Copy every item below word for word, leaving nothing out.

-.-.-

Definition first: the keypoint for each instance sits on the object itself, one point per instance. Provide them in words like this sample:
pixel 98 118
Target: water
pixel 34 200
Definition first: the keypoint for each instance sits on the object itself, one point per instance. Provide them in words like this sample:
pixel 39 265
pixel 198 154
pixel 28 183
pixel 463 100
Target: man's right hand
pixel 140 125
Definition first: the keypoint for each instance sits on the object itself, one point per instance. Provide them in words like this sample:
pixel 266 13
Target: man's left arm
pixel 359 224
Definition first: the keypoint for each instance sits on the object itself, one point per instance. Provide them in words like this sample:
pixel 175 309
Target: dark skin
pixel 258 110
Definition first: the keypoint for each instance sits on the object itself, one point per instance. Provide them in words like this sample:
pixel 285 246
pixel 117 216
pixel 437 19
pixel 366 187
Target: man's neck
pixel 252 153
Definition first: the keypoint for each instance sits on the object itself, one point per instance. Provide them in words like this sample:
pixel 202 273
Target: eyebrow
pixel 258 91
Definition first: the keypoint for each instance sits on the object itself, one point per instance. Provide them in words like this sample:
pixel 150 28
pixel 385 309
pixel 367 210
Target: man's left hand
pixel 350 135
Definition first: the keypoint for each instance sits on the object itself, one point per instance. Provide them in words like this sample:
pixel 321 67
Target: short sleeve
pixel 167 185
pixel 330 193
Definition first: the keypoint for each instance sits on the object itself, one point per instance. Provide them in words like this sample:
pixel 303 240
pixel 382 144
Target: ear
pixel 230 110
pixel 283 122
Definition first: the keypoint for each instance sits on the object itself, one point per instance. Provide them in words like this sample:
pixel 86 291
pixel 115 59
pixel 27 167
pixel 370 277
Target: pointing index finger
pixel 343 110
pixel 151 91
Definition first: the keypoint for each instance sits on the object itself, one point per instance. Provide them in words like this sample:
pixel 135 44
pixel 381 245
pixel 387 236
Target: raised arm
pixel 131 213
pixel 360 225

-.-.-

▸ RESPONSE TO THE EXERCISE:
Definition first: the keypoint for each instance sits on the object itself, one point per instance. Provide them in words like this sample:
pixel 98 118
Target: water
pixel 34 200
Definition first: the keypoint for each instance sits on the object itself, one point per instance. Provide them in words like this sample:
pixel 39 265
pixel 198 154
pixel 28 183
pixel 463 100
Target: man's right hand
pixel 140 125
Definition first: the keypoint for each instance sits on the object itself, one point per instance. Provide them in words like this sample:
pixel 266 13
Target: man's left arm
pixel 359 224
Definition first: the keypoint for each instance sits on the object itself, one point per instance. Provide them in words like this sample:
pixel 175 309
Target: dark skin
pixel 258 110
Definition first: the keypoint for each instance sits on the object itself, one point per instance. Provide them in words like this sample:
pixel 285 246
pixel 117 216
pixel 437 19
pixel 366 187
Target: man's neck
pixel 252 153
Definition first: the keypoint for each instance sits on the object itself, one point per instance. Provide them in words like this sample:
pixel 202 273
Target: eyebrow
pixel 258 91
Definition first: the keypoint for each instance sits on the object itself, one point per instance. Provide them in words like this sample:
pixel 150 28
pixel 385 309
pixel 367 210
Target: man's left hand
pixel 350 135
Definition first: the keypoint for each instance sits on the object itself, one point per instance. Provide them in words like this sample:
pixel 321 67
Target: short sleeve
pixel 167 185
pixel 330 193
Definition first: the keypoint for each instance sits on the object itself, one point per instance. Provide them in words like this sample:
pixel 303 240
pixel 382 144
Target: ear
pixel 230 110
pixel 283 122
Definition first: the keypoint for each instance sits on the object itself, one point per instance. Provide them in words like this sample:
pixel 86 291
pixel 115 59
pixel 27 167
pixel 370 277
Target: pointing index finger
pixel 343 110
pixel 151 91
Definition first: the keypoint for each instance sits on the object itself, one point per instance. Provide them in words like this sample:
pixel 135 44
pixel 381 245
pixel 387 236
Target: raised arm
pixel 131 213
pixel 360 225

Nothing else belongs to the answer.